__Stated exercise__.
Reproduce the items below word for word, keeping every line as it stands.

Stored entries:

▶

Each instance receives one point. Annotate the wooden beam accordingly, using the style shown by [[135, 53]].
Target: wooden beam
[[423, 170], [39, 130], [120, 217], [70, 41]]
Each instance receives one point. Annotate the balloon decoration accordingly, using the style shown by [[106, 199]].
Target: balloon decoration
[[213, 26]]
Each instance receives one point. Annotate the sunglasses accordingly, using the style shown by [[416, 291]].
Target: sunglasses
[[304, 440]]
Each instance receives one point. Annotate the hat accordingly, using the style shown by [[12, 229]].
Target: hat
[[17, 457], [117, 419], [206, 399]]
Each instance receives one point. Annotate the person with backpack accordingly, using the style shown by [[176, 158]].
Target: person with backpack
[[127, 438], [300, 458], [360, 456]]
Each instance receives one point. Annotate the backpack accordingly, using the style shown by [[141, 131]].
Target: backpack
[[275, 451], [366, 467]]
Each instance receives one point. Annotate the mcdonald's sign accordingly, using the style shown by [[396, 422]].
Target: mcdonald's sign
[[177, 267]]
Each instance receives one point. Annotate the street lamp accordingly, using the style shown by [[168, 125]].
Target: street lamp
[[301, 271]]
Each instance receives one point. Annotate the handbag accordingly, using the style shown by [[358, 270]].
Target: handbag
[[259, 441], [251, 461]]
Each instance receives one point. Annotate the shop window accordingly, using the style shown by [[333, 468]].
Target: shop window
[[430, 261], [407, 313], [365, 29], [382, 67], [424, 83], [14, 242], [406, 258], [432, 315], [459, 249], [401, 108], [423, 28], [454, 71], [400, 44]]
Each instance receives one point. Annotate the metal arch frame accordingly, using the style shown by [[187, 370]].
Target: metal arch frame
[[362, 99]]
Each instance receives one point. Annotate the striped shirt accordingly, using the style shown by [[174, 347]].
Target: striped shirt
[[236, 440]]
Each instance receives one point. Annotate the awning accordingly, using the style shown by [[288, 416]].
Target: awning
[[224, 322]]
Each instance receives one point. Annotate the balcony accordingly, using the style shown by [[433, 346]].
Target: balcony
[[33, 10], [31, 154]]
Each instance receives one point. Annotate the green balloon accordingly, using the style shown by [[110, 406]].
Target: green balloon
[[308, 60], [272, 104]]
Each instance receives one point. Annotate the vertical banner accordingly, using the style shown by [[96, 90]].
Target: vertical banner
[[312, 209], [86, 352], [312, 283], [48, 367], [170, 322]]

◀

__Response__.
Each instance receives one point. Annotate the wooden beam accordingly, using the style shown by [[135, 53]].
Target: wooden beam
[[423, 170], [39, 130], [120, 217], [70, 41]]
Each instance receives one point. Annotate the balloon decoration accordingly, using the style shown by [[106, 199]].
Target: balloon decoration
[[213, 26]]
Each instance receives one point. Annotate the sunglasses accordingly, using the style shown by [[416, 291]].
Target: sunglasses
[[304, 440]]
Each instance receives one point. Annotate the hat accordingly, using the style shown by [[12, 229]].
Target: hat
[[17, 457], [117, 419], [206, 399]]
Each instance receives one point. Annotate the person with backpack accordingly, using the style shown by [[176, 158]].
Target: person with backpack
[[127, 438], [300, 458], [360, 456]]
Each instance receives one point. Annotate the backpack accordingly, using the style shown by [[141, 131]].
Target: backpack
[[275, 451], [366, 467]]
Each instance receives one point. Annotate the mcdonald's sign accordingly, using the style shown by [[396, 422]].
Target: mcdonald's sign
[[177, 267]]
Each instance receives one point. Annotate the street lamp accordingly, using the style shown by [[168, 125]].
Target: street lamp
[[301, 271]]
Each instance receives one point. Annotate the handbag accordingly, using the style shown by [[358, 270]].
Target: handbag
[[259, 441], [251, 461]]
Each instance receives one point. Annotate the shop window accordingly, using the style shown by [[333, 468]].
Target: shop window
[[430, 261], [407, 313], [365, 29], [382, 67], [424, 83], [14, 242], [406, 258], [432, 315], [459, 249], [401, 108], [423, 28], [454, 71], [400, 44]]
Each instance receives one point. Annotate the metal arch frame accordingly, using the style shown by [[187, 370]].
Target: metal arch frame
[[362, 99]]
Each instance receives one point. Annotate the striped shirt accordingly, using the style shown by [[174, 347]].
Target: striped shirt
[[236, 440]]
Each instance receives one point. Annotate the awning accordingly, using the style shown by [[288, 416]].
Target: awning
[[224, 322]]
Each instance receives one point. Annotate the balcony accordingly, using the style shown by [[433, 346]].
Target: balcony
[[33, 10], [31, 154]]
Each instance receives one point. Annotate the green balloon accordingly, using the style shown by [[110, 406]].
Target: green balloon
[[308, 60], [272, 104]]
Each instance receives one point. Annotate the vertical banner accordingly, using the style shown by [[96, 90]].
Target: vertical banner
[[312, 209], [86, 352], [312, 283], [48, 367], [170, 322]]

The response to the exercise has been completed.